Dataset excerpts:
-=-=-=-=-
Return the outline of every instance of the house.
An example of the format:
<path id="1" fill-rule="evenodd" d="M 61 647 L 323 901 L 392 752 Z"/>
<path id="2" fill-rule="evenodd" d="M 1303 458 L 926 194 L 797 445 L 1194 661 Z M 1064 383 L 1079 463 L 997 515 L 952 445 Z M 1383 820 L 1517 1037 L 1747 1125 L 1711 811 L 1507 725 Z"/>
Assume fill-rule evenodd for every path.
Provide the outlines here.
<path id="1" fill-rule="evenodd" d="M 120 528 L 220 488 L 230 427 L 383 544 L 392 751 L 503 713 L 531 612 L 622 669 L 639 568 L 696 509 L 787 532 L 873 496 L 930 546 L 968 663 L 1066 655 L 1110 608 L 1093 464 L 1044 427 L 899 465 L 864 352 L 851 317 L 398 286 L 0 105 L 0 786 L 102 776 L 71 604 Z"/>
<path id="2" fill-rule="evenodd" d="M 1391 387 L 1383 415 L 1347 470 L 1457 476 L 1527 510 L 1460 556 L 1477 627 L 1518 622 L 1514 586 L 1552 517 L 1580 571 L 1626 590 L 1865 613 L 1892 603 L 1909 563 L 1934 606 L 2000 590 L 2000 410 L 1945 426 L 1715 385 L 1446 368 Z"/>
-=-=-=-=-
## What you have to do
Among the records above, repeat exactly the line with "L 1517 1037", the line with "Assume fill-rule evenodd for every path.", and every line in between, and only those.

## Solution to the problem
<path id="2" fill-rule="evenodd" d="M 1303 458 L 926 194 L 797 445 L 1194 661 Z M 1064 383 L 1079 463 L 997 515 L 952 445 Z M 1383 820 L 1517 1037 L 1747 1125 L 1711 811 L 1507 725 Z"/>
Assume fill-rule evenodd for every path.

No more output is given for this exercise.